TASK INSTRUCTIONS:
Take each line in the entries below that holds "outline" and show it.
++++++++++++++++++++
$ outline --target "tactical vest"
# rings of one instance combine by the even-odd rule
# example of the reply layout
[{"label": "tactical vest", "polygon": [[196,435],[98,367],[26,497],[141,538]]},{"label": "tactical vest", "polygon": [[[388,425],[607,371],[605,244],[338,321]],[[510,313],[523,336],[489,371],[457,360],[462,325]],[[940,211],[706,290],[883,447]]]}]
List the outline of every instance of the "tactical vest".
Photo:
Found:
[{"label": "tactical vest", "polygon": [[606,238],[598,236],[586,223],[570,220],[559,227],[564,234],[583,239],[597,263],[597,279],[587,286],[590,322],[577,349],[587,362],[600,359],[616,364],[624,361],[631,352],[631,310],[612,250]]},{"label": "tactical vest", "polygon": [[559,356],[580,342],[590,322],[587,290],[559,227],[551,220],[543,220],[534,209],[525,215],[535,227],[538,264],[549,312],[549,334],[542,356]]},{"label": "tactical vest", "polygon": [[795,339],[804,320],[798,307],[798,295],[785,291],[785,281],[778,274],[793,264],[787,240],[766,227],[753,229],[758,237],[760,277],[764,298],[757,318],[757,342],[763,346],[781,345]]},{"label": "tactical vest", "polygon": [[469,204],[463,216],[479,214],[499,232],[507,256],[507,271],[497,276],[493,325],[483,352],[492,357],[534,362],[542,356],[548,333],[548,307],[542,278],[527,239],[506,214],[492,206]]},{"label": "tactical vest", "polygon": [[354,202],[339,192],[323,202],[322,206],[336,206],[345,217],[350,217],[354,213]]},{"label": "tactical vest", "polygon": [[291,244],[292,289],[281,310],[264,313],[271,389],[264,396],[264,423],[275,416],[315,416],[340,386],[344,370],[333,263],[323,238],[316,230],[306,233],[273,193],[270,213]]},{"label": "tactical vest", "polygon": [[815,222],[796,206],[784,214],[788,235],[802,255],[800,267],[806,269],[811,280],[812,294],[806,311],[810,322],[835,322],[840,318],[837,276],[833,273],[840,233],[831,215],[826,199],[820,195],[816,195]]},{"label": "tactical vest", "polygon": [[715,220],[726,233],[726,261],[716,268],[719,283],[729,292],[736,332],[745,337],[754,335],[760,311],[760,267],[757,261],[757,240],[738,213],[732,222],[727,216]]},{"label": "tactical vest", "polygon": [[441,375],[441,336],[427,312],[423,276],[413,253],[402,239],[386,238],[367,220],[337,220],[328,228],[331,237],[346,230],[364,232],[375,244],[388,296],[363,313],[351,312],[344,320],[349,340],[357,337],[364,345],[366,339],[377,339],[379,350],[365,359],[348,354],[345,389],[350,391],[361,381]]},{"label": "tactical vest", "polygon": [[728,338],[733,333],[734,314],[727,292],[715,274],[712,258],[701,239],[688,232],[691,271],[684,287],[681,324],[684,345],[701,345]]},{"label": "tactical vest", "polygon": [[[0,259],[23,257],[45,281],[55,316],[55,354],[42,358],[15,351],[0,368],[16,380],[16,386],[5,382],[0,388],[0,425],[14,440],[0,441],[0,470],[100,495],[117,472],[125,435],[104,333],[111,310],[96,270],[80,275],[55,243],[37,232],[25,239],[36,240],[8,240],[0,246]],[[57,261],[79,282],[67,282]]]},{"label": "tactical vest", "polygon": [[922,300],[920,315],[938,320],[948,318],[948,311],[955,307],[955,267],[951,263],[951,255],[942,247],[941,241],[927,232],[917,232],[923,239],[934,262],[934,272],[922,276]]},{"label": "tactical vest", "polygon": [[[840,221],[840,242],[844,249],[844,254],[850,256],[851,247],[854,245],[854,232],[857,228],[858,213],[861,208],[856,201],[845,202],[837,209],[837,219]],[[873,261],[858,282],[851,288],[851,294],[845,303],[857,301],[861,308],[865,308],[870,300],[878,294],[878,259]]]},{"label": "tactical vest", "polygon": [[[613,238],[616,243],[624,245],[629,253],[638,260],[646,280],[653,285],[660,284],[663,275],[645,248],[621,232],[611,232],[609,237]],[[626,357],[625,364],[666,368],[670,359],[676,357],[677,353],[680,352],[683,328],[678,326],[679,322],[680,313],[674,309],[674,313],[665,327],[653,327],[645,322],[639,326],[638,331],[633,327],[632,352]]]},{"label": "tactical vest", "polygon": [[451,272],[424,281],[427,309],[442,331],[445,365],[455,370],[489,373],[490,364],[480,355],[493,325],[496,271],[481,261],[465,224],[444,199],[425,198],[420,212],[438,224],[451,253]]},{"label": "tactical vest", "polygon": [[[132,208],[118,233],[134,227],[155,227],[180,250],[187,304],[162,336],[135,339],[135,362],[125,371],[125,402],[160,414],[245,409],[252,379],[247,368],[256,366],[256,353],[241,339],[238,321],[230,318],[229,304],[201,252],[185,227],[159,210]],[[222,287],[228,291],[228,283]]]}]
++++++++++++++++++++
ANSWER FOR THE TASK:
$ outline --target "tactical vest"
List the outline of every instance of the "tactical vest".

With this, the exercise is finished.